## The task
In the post about a baby's cleft surgery, how old is the son?

## Page text
┌────────

Take me back to Tuesday…

I’m sitting here for the 2nd night in a row of listening to my son gasp for air and I’m pissed off. I’m really fucking pissed off.

I put up the pics and a couple videos on the post about his surgery being completed the other evening.

Well, here’s an experiment for you to do at home and if you are not completely fucking aggravated, then you are a greater person than I could be. Grab your nostrils, pinch them shut, and then try to breathe through your mouth. Yeah, COMPLETELY through your mouth. No cheating. Try to do this with a cold, with some congestion in your chest. It’s damn near impossible, you just about knock yourself out. Hyperventilating and all that shit.

Note the picture of my son’s cleft pre-surgery (listed below again)

Note how it’s open on either side of his nose.

Note his little sparkling eyes, his happy little face, his excitement.

It is easy for him to breathe in that picture. It was easy for him to breathe just 3 days ago.

Yes, I know that this surgery is, in the end, a good thing, but right now it almost seems like too much of a good thing.

He woke up last evening, doped up out of his fucking mind, around 11:30pm and has been up since then. It’s 11pm as I type this. He’s 5 months old and he’s been up almost 24 hours straight. Well, actually let me rephrase. He’s TRIED to sleep, oh God he’s tried. All fucking day he’s tried. If he sits still for any longer than 90 seconds, he gets all glassy-eyed and drifts into another world. He looks like a zombie (and not the kind that I’m a fan of). It’s different when you see him. It’s no laughing matter. It tears the heart right out seeing him try so hard to just FUCKING SLEEP and then wake up crying for 30 seconds, and 30 seconds only, because he’s not actually awake. His eyes don’t even open when he cries out because he DOESN’T WANT TO WAKE UP, ONLY WANTS TO SLEEP. He’s fucking doped up and tired. When he DOES open his eyes, it’s only for a moment and he looks so sad and exhausted that it hurts The Wife and I to see it.

I can probably count the times that I’ve cried in the past 10 years on one hand but in the past 3 days, I’ve cried TWICE. First time was in “The Hugs and Kisses Room” at the hospital, when parents are forced to say goodbye and good luck to their children before surgery. Second time was today after running those errands I mentioned in my review for “Little Black Book”. Just seemed like alot of shit to take in at once. We have had him in our arms since last night’s wake-up EVERY MINUTE. We’ve tried to set him down and let him sleep but it only lasts for awhile.

I don’t know when he’s going to crash-and-burn but it won’t be pretty. Either the drugs will finally knock him the fuck out or the lack of sleep will force him to learn a new way to breathe because he HAS TO SLEEP EVENTUALLY, NO MATTER WHAT.

I don’t even know why I bothered to write this, maybe I thought it would be therapeutic, I dunno.

└────────

## Supplied information
┌────────

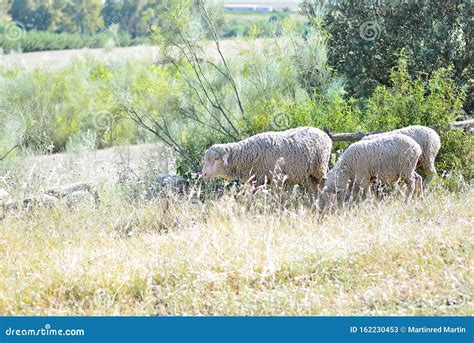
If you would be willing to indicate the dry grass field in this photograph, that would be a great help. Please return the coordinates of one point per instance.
(183, 256)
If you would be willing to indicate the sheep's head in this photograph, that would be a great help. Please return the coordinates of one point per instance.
(216, 160)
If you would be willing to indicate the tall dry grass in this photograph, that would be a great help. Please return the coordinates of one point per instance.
(181, 256)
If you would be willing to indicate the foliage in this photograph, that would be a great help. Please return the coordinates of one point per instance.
(366, 38)
(414, 101)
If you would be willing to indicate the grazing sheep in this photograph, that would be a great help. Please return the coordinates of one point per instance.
(387, 158)
(301, 154)
(429, 142)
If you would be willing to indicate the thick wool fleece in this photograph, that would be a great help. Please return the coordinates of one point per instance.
(300, 154)
(429, 142)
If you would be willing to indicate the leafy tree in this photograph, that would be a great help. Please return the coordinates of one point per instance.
(31, 14)
(367, 36)
(82, 16)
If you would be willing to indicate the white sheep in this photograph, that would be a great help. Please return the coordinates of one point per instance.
(387, 158)
(429, 142)
(301, 154)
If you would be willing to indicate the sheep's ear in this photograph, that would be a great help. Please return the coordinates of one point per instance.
(225, 158)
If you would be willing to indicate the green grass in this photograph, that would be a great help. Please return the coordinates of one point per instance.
(186, 257)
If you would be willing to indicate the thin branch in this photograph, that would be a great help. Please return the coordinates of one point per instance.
(213, 31)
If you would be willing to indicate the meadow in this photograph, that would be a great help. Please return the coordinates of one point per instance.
(121, 117)
(181, 256)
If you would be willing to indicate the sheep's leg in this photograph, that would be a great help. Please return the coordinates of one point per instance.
(315, 185)
(428, 168)
(361, 186)
(419, 186)
(411, 183)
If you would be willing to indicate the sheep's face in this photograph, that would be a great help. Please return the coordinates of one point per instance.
(215, 162)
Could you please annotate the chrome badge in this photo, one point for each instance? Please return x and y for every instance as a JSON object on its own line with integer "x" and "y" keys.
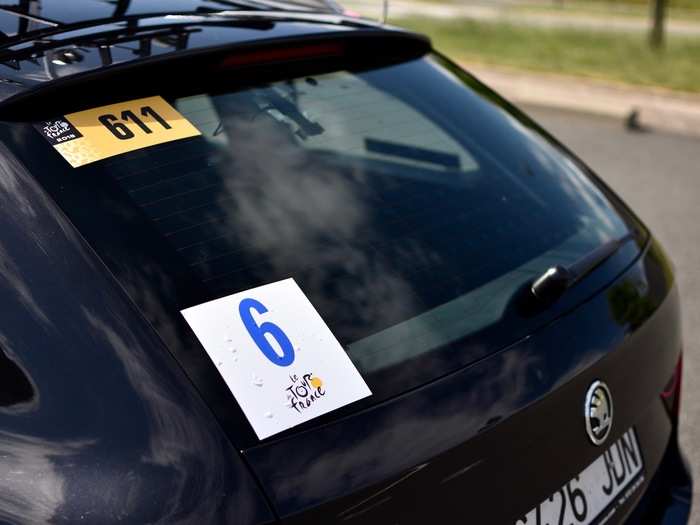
{"x": 598, "y": 412}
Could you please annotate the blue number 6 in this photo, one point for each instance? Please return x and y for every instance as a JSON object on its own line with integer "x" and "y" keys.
{"x": 257, "y": 333}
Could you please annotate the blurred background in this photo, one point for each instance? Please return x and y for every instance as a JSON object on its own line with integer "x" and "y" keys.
{"x": 618, "y": 81}
{"x": 641, "y": 42}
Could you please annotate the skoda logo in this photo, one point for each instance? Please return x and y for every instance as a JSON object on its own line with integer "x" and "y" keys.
{"x": 598, "y": 412}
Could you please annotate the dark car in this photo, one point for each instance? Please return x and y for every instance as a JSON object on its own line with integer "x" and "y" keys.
{"x": 264, "y": 262}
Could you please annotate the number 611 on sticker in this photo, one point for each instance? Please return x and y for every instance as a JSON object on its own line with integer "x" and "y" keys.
{"x": 95, "y": 134}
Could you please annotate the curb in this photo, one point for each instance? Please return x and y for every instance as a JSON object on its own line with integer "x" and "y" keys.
{"x": 655, "y": 108}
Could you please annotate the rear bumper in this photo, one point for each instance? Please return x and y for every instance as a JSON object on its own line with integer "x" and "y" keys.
{"x": 668, "y": 496}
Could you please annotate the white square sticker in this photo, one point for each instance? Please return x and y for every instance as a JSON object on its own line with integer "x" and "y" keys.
{"x": 279, "y": 359}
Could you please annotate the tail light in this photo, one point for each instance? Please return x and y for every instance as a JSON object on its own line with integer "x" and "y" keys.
{"x": 671, "y": 394}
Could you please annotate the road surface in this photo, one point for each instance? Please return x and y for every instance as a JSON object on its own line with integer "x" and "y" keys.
{"x": 658, "y": 175}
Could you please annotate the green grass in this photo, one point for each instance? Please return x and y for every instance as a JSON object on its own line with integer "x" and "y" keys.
{"x": 605, "y": 9}
{"x": 612, "y": 56}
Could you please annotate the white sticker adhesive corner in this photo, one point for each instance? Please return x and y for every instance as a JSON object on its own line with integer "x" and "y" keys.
{"x": 278, "y": 357}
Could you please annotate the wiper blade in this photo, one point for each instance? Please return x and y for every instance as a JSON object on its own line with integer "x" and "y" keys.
{"x": 548, "y": 287}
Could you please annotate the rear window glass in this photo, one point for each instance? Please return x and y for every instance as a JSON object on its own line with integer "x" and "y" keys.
{"x": 408, "y": 207}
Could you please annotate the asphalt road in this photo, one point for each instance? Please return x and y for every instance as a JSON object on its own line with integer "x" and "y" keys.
{"x": 658, "y": 175}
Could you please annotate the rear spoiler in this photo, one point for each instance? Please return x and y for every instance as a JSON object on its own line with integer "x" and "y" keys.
{"x": 186, "y": 71}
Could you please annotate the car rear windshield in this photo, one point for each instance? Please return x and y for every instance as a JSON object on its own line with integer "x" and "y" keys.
{"x": 409, "y": 204}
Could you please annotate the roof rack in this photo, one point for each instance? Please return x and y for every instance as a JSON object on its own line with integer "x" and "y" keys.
{"x": 31, "y": 25}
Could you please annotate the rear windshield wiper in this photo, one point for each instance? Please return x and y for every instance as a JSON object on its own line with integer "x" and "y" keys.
{"x": 549, "y": 286}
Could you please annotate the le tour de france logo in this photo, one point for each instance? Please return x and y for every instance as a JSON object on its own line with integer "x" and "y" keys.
{"x": 304, "y": 390}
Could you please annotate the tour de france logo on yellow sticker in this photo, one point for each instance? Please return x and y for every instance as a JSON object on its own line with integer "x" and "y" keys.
{"x": 95, "y": 134}
{"x": 277, "y": 356}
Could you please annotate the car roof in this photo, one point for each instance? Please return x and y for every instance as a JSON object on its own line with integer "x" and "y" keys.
{"x": 43, "y": 42}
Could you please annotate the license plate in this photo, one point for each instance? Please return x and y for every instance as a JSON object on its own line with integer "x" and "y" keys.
{"x": 595, "y": 494}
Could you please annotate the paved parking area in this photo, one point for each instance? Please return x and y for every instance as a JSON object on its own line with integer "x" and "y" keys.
{"x": 658, "y": 174}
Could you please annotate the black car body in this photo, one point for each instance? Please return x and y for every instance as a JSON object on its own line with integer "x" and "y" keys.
{"x": 111, "y": 410}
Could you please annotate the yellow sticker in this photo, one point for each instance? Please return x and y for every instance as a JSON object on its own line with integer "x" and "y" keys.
{"x": 95, "y": 134}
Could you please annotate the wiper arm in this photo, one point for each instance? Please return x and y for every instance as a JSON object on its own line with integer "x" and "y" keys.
{"x": 548, "y": 287}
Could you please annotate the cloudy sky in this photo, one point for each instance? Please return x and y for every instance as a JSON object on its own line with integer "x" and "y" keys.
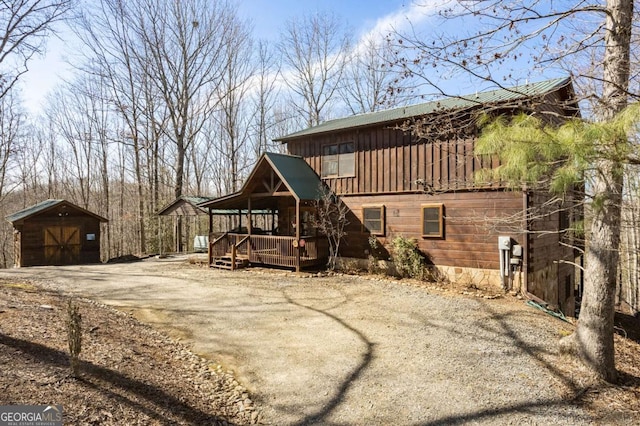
{"x": 267, "y": 18}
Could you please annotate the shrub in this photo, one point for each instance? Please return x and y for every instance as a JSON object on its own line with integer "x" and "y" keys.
{"x": 408, "y": 259}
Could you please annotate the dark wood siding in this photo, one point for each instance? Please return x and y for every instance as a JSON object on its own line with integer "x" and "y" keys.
{"x": 389, "y": 160}
{"x": 33, "y": 234}
{"x": 551, "y": 274}
{"x": 472, "y": 223}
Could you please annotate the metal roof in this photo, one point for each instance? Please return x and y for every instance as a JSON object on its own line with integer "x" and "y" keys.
{"x": 295, "y": 173}
{"x": 47, "y": 205}
{"x": 446, "y": 104}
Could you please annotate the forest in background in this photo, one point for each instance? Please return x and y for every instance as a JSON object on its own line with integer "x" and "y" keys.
{"x": 172, "y": 98}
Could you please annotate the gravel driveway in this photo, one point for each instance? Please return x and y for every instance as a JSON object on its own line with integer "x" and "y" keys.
{"x": 346, "y": 350}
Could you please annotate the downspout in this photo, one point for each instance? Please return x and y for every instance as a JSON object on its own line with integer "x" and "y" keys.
{"x": 525, "y": 258}
{"x": 210, "y": 221}
{"x": 298, "y": 226}
{"x": 249, "y": 226}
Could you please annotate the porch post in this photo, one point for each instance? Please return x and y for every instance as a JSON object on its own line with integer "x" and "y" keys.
{"x": 298, "y": 226}
{"x": 249, "y": 226}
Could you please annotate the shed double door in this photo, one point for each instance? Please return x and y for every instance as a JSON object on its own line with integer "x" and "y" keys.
{"x": 62, "y": 245}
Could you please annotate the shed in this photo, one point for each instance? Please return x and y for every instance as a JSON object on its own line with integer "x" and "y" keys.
{"x": 56, "y": 232}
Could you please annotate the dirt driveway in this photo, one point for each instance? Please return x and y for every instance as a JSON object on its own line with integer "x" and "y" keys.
{"x": 346, "y": 350}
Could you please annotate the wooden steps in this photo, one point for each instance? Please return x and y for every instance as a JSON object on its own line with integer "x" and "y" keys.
{"x": 225, "y": 262}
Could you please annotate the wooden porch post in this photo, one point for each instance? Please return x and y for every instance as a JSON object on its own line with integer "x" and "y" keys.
{"x": 249, "y": 225}
{"x": 298, "y": 226}
{"x": 210, "y": 221}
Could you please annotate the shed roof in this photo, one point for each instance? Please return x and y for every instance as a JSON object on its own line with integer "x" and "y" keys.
{"x": 44, "y": 206}
{"x": 296, "y": 174}
{"x": 446, "y": 104}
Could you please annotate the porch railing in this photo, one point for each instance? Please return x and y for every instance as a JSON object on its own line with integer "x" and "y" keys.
{"x": 271, "y": 249}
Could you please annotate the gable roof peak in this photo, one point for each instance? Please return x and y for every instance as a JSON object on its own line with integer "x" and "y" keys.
{"x": 494, "y": 96}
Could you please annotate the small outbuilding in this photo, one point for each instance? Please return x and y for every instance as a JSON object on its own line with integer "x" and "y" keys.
{"x": 56, "y": 232}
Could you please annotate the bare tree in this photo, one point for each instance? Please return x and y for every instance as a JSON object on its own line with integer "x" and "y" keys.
{"x": 314, "y": 51}
{"x": 26, "y": 25}
{"x": 184, "y": 50}
{"x": 264, "y": 98}
{"x": 234, "y": 116}
{"x": 331, "y": 221}
{"x": 510, "y": 29}
{"x": 11, "y": 139}
{"x": 368, "y": 76}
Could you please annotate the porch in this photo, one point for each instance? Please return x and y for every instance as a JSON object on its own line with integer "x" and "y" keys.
{"x": 286, "y": 186}
{"x": 233, "y": 251}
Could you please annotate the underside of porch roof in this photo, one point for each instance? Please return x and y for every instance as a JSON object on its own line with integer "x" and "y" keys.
{"x": 274, "y": 176}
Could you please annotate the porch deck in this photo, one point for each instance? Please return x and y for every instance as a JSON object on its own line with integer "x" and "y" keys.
{"x": 231, "y": 250}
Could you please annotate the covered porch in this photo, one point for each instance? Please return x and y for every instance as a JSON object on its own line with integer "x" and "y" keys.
{"x": 286, "y": 186}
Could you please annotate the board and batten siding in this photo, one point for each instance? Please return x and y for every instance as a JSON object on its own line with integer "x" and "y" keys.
{"x": 472, "y": 222}
{"x": 389, "y": 160}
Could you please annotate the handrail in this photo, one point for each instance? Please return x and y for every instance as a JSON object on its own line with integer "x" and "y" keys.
{"x": 220, "y": 237}
{"x": 234, "y": 250}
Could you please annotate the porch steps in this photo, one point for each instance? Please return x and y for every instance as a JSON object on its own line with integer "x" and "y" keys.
{"x": 225, "y": 262}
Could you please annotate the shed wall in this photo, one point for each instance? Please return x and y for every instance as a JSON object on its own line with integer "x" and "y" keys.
{"x": 32, "y": 246}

└────────

## Answer to the problem
5 months old.